--- START OF DOCUMENT SECTION ---

Harris admitted that at times it can get a little frustrating seeing plays happen that he is convinced he could have blown up, but, at the same time, he is aware of the talent the Vikings have at the safety position. He knew he had to keep proving himself to the coaches and his teammates, even if it was done largely in the anonymity of in-season practice.

Nobody wants to be on the practice squad. It beats the alternative of not having a job, but everyone on any practice squad in the NFL wants to get to the 53-man roster. With the veteran safeties the Vikings had in front of Harris, he knew it wasn’t going to be easy to crack the lineup without at least one of them going down to injury.

“Part of you wants to be out there in the game – having fun, making plays,” Harris said. “But, we’ve some great guys, a lot older guys that have been around and played a lot of football. They’ve been going there and making it happen. I’m just being a good teammate – trying to support them, let them know what I’m seeing from my standpoint and just help this team win.”

--- END OF DOCUMENT SECTION ---

> WHAT IS BEING ASKED
Rewrite the passage about Harris on the Vikings practice squad starting at "Harris admitted that" and ending at "down to injury.", substituting "reserve squad" for "practice squad".

--- START OF RAW DATA ---

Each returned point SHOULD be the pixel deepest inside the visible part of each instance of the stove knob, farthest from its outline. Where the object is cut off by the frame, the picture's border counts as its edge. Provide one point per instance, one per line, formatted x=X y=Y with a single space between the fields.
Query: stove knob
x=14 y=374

--- END OF RAW DATA ---

> RESULT OF THE TASK
Harris admitted that at times it can get a little frustrating seeing plays happen that he is convinced he could have blown up, but, at the same time, he is aware of the talent the Vikings have at the safety position. He knew he had to keep proving himself to the coaches and his teammates, even if it was done largely in the anonymity of in-season practice.

Nobody wants to be on the reserve squad. It beats the alternative of not having a job, but everyone on any reserve squad in the NFL wants to get to the 53-man roster. With the veteran safeties the Vikings had in front of Harris, he knew it wasn’t going to be easy to crack the lineup without at least one of them going down to injury.